— START OF Input records —

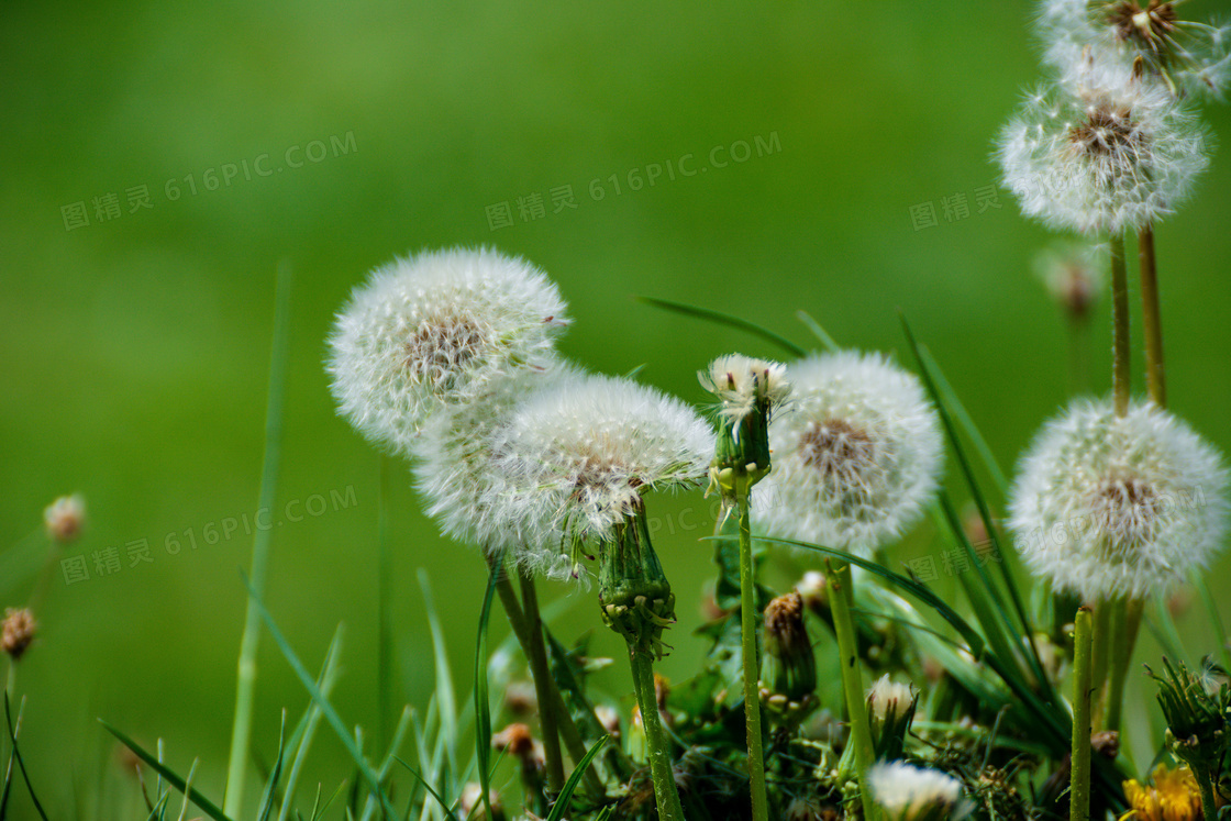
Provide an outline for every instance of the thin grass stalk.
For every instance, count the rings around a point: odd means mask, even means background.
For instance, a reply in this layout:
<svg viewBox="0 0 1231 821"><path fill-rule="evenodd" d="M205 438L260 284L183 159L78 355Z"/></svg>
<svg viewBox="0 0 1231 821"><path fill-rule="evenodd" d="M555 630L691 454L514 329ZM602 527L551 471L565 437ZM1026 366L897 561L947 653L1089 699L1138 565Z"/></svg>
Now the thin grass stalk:
<svg viewBox="0 0 1231 821"><path fill-rule="evenodd" d="M851 565L833 565L826 560L826 577L830 585L830 604L833 609L833 633L838 640L838 665L842 668L842 693L847 703L847 718L851 720L851 743L854 746L854 768L859 778L859 795L863 801L865 819L875 821L878 814L872 801L868 785L868 771L872 769L872 727L868 724L868 705L863 689L863 672L859 668L859 645L856 641L854 619L851 611L854 607L854 583L851 579Z"/></svg>
<svg viewBox="0 0 1231 821"><path fill-rule="evenodd" d="M1088 821L1089 819L1089 732L1091 732L1091 672L1092 672L1092 633L1091 612L1088 607L1077 611L1073 620L1073 741L1072 741L1072 780L1069 790L1070 821Z"/></svg>
<svg viewBox="0 0 1231 821"><path fill-rule="evenodd" d="M652 656L639 650L636 643L628 643L628 661L633 668L633 691L641 710L641 726L650 753L650 778L654 780L654 800L659 807L659 821L684 821L676 790L676 775L671 767L671 737L659 715L659 699L654 688Z"/></svg>
<svg viewBox="0 0 1231 821"><path fill-rule="evenodd" d="M1133 394L1131 358L1129 350L1129 277L1124 267L1124 236L1112 233L1112 393L1115 415L1129 412Z"/></svg>
<svg viewBox="0 0 1231 821"><path fill-rule="evenodd" d="M287 351L291 337L291 266L278 266L273 314L273 350L270 354L270 396L265 414L265 457L257 510L273 510L278 463L282 458L282 406L287 384ZM244 636L240 639L235 682L235 720L231 725L230 758L227 764L227 790L223 812L239 817L244 804L244 775L252 737L252 702L256 691L256 652L261 643L261 614L257 598L265 596L265 574L270 560L272 529L257 529L252 538L252 565L249 580L255 596L247 598Z"/></svg>
<svg viewBox="0 0 1231 821"><path fill-rule="evenodd" d="M1167 373L1162 357L1162 316L1158 310L1158 268L1153 252L1153 225L1137 234L1137 260L1141 268L1141 330L1146 341L1146 386L1150 400L1167 406Z"/></svg>
<svg viewBox="0 0 1231 821"><path fill-rule="evenodd" d="M547 665L547 647L543 644L543 620L539 615L538 592L534 580L524 572L517 574L522 587L522 614L527 630L526 660L534 678L534 694L539 703L539 724L543 729L543 756L547 761L547 788L551 794L564 789L564 758L560 753L560 730L555 699L551 698L551 671Z"/></svg>
<svg viewBox="0 0 1231 821"><path fill-rule="evenodd" d="M761 737L761 660L757 657L756 576L752 571L752 526L750 500L740 506L740 633L744 643L744 714L748 737L748 790L752 793L752 821L768 821L764 741Z"/></svg>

— END OF Input records —

[The task] Pull out each line in the records above that contains the string "stalk". Treat uppercase and lowercase as different.

[The response]
Provide an outline for every instance of the thin grass stalk.
Now the thin grass stalk:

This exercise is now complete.